:: INPUT DATA ::

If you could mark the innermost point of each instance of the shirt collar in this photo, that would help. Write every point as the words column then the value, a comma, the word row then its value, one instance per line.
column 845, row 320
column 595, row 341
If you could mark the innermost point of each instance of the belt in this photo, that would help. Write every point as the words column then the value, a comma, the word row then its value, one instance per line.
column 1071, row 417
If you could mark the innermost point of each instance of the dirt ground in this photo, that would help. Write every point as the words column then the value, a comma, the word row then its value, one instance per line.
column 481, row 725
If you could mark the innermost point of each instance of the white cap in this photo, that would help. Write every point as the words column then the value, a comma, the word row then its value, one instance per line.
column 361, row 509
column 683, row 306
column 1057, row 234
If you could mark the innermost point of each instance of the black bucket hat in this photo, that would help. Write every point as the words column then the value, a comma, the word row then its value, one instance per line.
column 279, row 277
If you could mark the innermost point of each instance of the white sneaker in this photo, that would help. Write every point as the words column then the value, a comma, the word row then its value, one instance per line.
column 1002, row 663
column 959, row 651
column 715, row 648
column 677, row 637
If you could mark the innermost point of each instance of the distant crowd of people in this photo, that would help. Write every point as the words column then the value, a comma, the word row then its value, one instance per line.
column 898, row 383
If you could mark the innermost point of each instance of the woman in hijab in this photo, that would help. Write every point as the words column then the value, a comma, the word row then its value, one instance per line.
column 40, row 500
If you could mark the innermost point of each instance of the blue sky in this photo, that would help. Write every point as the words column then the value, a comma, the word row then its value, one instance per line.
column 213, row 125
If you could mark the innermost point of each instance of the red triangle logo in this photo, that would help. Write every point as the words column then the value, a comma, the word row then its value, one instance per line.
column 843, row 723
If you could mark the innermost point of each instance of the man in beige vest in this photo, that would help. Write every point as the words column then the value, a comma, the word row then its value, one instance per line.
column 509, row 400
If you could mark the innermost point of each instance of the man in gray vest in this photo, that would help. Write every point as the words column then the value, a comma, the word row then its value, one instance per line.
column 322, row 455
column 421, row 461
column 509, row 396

:::

__BRIEF__: Can you print, word for word, the lines of the entries above that begin at the line containing "of the distant" and stop after the line containing "column 898, row 383"?

__IN RESPONSE__:
If you could mark the innermost point of each instance of the distant crowd of people in this photo, that would help. Write every point as the words column then the value, a comma, the word row then its value, one instance per line.
column 898, row 383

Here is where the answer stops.